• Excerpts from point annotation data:
— BEGIN —

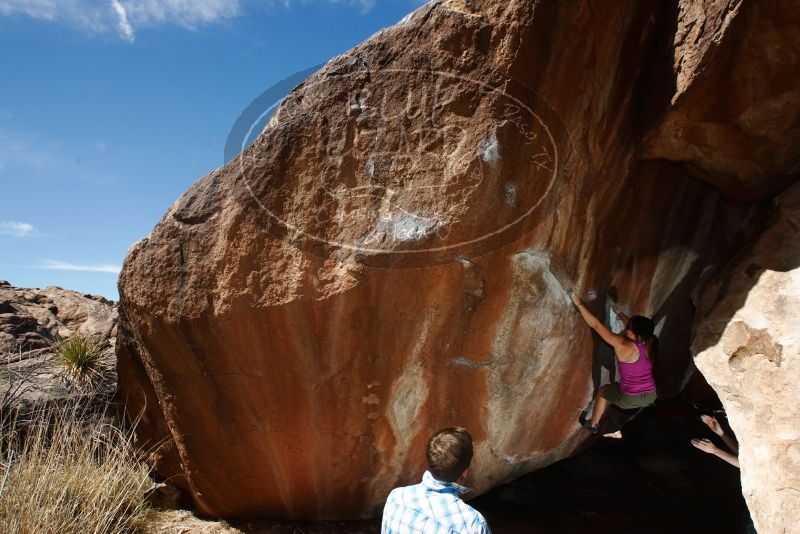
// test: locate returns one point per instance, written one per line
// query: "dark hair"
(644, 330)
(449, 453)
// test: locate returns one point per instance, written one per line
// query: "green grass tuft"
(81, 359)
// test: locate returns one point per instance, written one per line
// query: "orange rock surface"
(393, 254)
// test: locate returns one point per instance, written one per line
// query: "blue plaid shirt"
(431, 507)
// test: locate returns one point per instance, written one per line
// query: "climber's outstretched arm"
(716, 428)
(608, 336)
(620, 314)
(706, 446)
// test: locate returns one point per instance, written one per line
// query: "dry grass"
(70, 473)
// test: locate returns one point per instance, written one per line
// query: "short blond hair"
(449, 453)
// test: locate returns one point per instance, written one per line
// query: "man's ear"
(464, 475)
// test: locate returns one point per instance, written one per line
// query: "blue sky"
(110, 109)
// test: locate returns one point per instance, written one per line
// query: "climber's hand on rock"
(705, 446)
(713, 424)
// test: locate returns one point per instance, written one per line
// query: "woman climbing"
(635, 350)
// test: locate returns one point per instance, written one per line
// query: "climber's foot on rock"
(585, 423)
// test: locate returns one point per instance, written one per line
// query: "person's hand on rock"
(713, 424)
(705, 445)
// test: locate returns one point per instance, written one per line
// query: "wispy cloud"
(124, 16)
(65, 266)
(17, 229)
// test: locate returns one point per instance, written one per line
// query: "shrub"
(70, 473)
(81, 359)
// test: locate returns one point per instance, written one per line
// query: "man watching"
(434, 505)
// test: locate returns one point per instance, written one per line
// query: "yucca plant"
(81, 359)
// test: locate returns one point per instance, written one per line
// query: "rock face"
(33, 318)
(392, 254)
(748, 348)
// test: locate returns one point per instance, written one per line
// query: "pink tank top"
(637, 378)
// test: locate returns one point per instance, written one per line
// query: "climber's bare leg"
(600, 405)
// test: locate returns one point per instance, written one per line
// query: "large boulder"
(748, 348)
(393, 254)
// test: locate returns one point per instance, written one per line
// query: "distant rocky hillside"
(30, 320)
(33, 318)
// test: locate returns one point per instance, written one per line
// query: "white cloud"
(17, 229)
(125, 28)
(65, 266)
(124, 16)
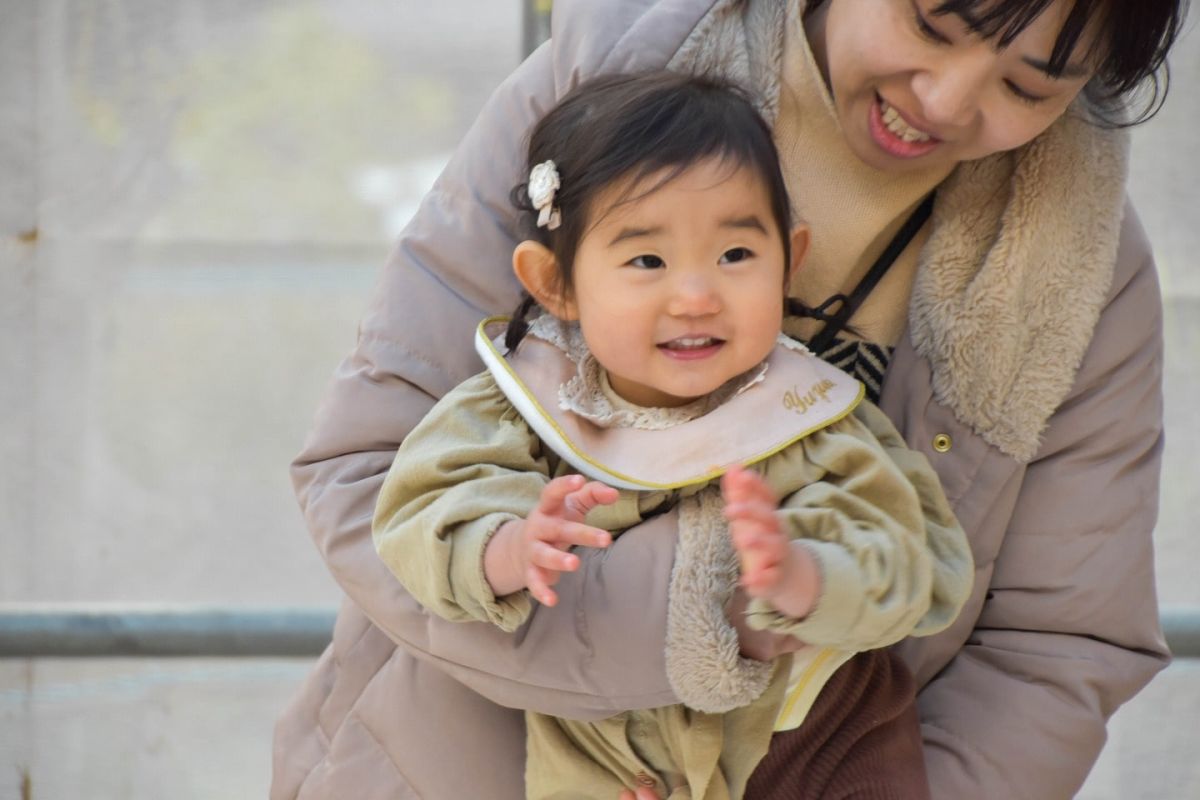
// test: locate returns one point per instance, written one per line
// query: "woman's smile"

— END —

• Your instructions:
Copy out the records above in full, exactly as written, but not the pictures.

• Finished task:
// test: locate returns one point per instance, written one per line
// query: "dark hair"
(644, 330)
(449, 453)
// test: locate returns one point per instance, written one per line
// query: "green grass tuft"
(81, 359)
// test: locate returns one point per instance, written one per line
// query: "orange rock surface"
(393, 254)
// test: locate returns one point per instance, written one per line
// query: "blue plaid shirt"
(431, 507)
// test: locate returns one point per instance, written one per line
// query: "climber's outstretched arm"
(716, 428)
(608, 336)
(620, 314)
(706, 446)
// test: locate returns one point per instance, written one per line
// query: "dry grass"
(70, 473)
// test: locate returns one point per instance, written one per line
// query: "short blond hair"
(449, 453)
// test: locate returns one point per instance, written one per line
// query: "man's ear"
(464, 475)
// test: locate returns one point per instance, written one per line
// query: "blue sky"
(110, 109)
// test: locate returns one point per instance, written one per line
// query: "climber's hand on rock"
(705, 446)
(713, 424)
// test: locate returns one point per instance, written one per line
// query: "woman climbing"
(635, 350)
// test: locate returns one point per instance, written one per line
// query: "climber's foot on rock"
(585, 423)
// test: locate returns one point per instance, written one per line
// query: "person's hand on rock"
(713, 424)
(705, 445)
// test: locate returns one point per instance, written one per line
// query: "wispy cloud"
(124, 16)
(65, 266)
(17, 229)
// test: locate returns one point per instance, written one per line
// query: "shrub"
(70, 473)
(81, 359)
// test: locate returns one point per instance, written one per line
// query: "man watching"
(434, 505)
// test: locate returns one point per instance, written one per line
// query: "yucca plant"
(81, 359)
// test: locate returns one point per instance, written one per line
// query: "rock face"
(33, 318)
(392, 254)
(748, 348)
// test: locate returns one point per instance, written one per line
// query: "pink tank top"
(637, 378)
// test: locate returns one point per instance, written one per line
// query: "climber's bare leg"
(600, 405)
// test: locate returns one point per instance, written one per line
// query: "large boulder"
(748, 348)
(393, 254)
// test: locate returns one point per instance, written one per line
// query: "distant rocky hillside"
(30, 320)
(33, 318)
// test: locate returns one point per instance, written one per line
// query: "white cloud"
(17, 229)
(125, 28)
(65, 266)
(124, 16)
// test: locate returns one point per instance, written one per line
// query: "woman's smile"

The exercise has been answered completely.